— BEGIN Material shown —

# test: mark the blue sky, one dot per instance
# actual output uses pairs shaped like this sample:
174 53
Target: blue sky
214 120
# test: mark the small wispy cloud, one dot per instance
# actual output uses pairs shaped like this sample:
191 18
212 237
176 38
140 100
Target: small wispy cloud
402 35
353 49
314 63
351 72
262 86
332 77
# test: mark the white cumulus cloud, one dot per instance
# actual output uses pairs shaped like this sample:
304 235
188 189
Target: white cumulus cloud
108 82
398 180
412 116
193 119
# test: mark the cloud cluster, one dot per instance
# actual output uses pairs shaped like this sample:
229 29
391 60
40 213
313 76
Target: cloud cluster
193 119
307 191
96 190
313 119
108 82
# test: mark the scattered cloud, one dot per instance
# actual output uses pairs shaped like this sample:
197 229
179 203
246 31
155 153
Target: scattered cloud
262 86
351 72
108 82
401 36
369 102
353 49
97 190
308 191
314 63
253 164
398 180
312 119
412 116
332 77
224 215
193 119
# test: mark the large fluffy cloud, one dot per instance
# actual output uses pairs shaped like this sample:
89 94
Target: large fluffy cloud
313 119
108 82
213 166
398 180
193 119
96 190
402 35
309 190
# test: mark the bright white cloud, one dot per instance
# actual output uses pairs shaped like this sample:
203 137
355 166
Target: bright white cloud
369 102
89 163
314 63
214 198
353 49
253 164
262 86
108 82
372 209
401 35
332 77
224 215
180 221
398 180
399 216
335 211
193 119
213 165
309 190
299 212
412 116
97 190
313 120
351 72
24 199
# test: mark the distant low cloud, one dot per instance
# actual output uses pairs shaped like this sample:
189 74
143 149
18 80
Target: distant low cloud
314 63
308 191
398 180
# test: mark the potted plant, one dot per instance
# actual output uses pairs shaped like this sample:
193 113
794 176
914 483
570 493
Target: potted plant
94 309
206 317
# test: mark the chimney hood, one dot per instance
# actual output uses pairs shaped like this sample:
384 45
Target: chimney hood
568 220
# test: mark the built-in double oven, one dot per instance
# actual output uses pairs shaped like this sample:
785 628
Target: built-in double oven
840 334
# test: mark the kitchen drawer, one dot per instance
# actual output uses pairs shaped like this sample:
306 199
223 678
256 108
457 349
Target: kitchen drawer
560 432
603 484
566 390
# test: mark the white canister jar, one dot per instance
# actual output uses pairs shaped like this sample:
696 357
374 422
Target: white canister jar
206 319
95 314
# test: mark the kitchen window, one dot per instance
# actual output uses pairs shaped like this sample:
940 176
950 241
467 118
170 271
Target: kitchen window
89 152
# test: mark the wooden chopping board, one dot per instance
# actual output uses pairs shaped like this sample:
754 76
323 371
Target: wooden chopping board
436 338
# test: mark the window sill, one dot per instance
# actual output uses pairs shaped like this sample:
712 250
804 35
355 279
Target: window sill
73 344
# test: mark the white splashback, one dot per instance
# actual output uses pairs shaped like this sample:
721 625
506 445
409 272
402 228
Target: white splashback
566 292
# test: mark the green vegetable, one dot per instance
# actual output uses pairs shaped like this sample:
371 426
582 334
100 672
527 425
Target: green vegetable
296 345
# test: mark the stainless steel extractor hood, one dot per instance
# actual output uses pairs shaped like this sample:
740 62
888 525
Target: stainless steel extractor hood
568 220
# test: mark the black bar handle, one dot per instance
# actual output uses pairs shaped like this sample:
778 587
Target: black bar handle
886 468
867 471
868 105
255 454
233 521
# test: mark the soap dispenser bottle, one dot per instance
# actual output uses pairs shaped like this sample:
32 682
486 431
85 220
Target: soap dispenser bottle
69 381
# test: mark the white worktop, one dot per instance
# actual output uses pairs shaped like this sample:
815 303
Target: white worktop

— END Material shown —

Work to do: Transcribe all of the material exactly. Omit nothing.

Answer:
# test: mark the blue sky, one dot per instance
# actual output uses pairs shaped like this sample:
174 53
Target: blue sky
214 120
# test: mark the small wispy cloud, one dot per instance
# actual output uses pairs shaped like this sample:
191 18
212 237
176 38
140 100
Target: small wispy cloud
402 35
353 49
314 63
351 72
262 86
332 77
# test: mark the white cumulus cloud, one dot per instance
# actual output uses pairs shaped like this sample:
304 235
188 189
Target: white cumulus cloud
108 82
398 180
412 116
193 119
# test: mark the cloud cluster, one dot per instance
# actual output uses pairs shaped like this sample:
229 29
391 60
40 213
313 76
Target: cloud cluster
193 119
307 191
96 190
313 119
108 82
# test: mark the scattered cloud, one dot per instance
# actual output uses pairs shaped like this sample:
197 229
179 203
246 31
155 153
Target: scattered cloud
262 86
351 72
108 82
401 36
369 102
353 49
97 190
308 191
314 63
253 164
398 180
312 119
412 116
332 77
224 215
193 119
# test: mark the large fluffy cloud, one dot per instance
# actual output uses pairs shaped like this sample:
89 94
Target: large fluffy cloud
313 119
108 82
213 166
398 180
193 119
96 190
402 35
309 190
# test: mark the bright white cloud, one dot per instance
# actual output uses pairs shaped like this sample:
203 137
355 166
Target: bright white cloud
369 102
89 163
314 63
214 198
353 49
253 164
262 86
108 82
372 209
401 35
332 77
224 215
180 221
398 180
399 216
335 211
193 119
213 165
309 190
299 212
412 116
97 190
313 120
351 72
24 199
# test: mark the distant low cloud, one dot per instance
# actual output uses pairs shaped like this sample:
189 74
143 149
18 80
Target: distant low cloud
314 63
308 191
398 180
# test: mark the potted plant, one dot per instance
# actual output uses pairs shaped like this sample:
193 113
794 176
914 483
570 493
Target: potted plant
94 309
206 317
# test: mark the chimney hood, one dot per instance
# actual output uses pairs shaped like this sample:
384 45
Target: chimney hood
568 220
# test: mark the built-in double oven, one dot per instance
# actual output uses pairs shaped like this sample:
785 628
Target: built-in double oven
840 334
# test: mark the kitchen drawer, one dot per instance
# actual output uses pairs shaped like this sample:
306 199
223 678
256 108
457 349
Target: kitchen drawer
560 432
603 484
566 390
# test: mark the white canister jar, one dot per instance
# actual output uses pairs shaped like this sample:
696 357
374 422
Target: white canister jar
206 319
95 314
# test: mark the kitchen window, one dot per instance
# actual output uses pairs shaped like this sample:
940 176
950 241
467 118
170 271
Target: kitchen window
89 152
# test: mark the wooden chopping board, one dot per instance
# actual output uses pairs shaped like this sample:
754 76
323 371
Target: wooden chopping board
436 338
# test: mark the window sill, one dot per instance
# actual output uses pairs shaped like this sample:
712 250
804 35
355 279
Target: window sill
73 344
# test: mark the white splashback, one dot per instance
# actual output uses pairs shaped like this sample:
721 625
506 445
409 272
402 228
Target: white splashback
566 292
# test: mark the green vegetable, one dot per instance
# actual output uses pairs shaped like this sample:
371 426
582 334
100 672
527 425
Target: green vegetable
296 345
# test: mark the stainless steel extractor hood, one dot per instance
# actual output uses pairs shaped like this sample:
740 62
888 525
Target: stainless steel extractor hood
568 220
# test: mark the black bar handle, one dot per instance
# actual output uses pairs shaped like this sample:
778 587
Target: black bar handle
886 468
867 471
868 105
255 454
233 521
# test: mark the soap dispenser bottle, one dot per instance
# actual output uses pairs shaped like this sample:
32 682
486 431
85 220
Target: soap dispenser bottle
69 381
# test: mark the white worktop, one dot per instance
# actual output uses pairs shaped like this sample:
815 303
Target: white worktop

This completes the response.